**WHAT THE EXERCISE ASKS**
Write out the following passage on real philosophers in full, reproducing every word and punctuation mark without change.

We have "Professors of Philosophy" up the wazoo, but no philosophers any more. How come? I mean, the reason we *study* philosophy is that it must've been good to *live* it once upon a time, right? If you want to be a philosopher, it isn't enough to have deep thoughts, or even found a school. You have to love wisdom so much that you live your life by it, a life of simplicity, independence, generosity and trust. You have to actually solve some of the problems of life - not just in theory, but in practice. The people who pass for great thinkers nowadays are more like groupies than superstars. They aren't original at all, they're just conformists who live the same way everyone else lives, the same way their parents lived. They aren't making the future any better than the present. Why does everything seem to be getting worse all the time? Why is Bill Clinton even sleazier than George Bush, and George Bush even sleazier than Ronald Reagan? And if you think "progress" is making a mess out of society, what do you think it's doing to you personally? If you want to know who the *real* philosophers are, look for people who are ahead of their time not in their ideas but in the way they live. The *real* philosophers aren't fed, sheltered, clothed or warmed like the rest of us. How could they be? How could they be real philosophers and not manage to do all of those things better than the rest of us?

**EXTRACTED RECORDS**
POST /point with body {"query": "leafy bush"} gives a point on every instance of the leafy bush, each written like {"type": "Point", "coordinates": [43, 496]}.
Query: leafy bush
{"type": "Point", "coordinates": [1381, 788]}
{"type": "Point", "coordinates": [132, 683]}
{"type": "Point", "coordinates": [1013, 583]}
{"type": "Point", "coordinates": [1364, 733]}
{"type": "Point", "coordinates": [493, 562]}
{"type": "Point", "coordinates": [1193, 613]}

**ANSWER TO THE TASK**
We have "Professors of Philosophy" up the wazoo, but no philosophers any more. How come? I mean, the reason we *study* philosophy is that it must've been good to *live* it once upon a time, right? If you want to be a philosopher, it isn't enough to have deep thoughts, or even found a school. You have to love wisdom so much that you live your life by it, a life of simplicity, independence, generosity and trust. You have to actually solve some of the problems of life - not just in theory, but in practice. The people who pass for great thinkers nowadays are more like groupies than superstars. They aren't original at all, they're just conformists who live the same way everyone else lives, the same way their parents lived. They aren't making the future any better than the present. Why does everything seem to be getting worse all the time? Why is Bill Clinton even sleazier than George Bush, and George Bush even sleazier than Ronald Reagan? And if you think "progress" is making a mess out of society, what do you think it's doing to you personally? If you want to know who the *real* philosophers are, look for people who are ahead of their time not in their ideas but in the way they live. The *real* philosophers aren't fed, sheltered, clothed or warmed like the rest of us. How could they be? How could they be real philosophers and not manage to do all of those things better than the rest of us?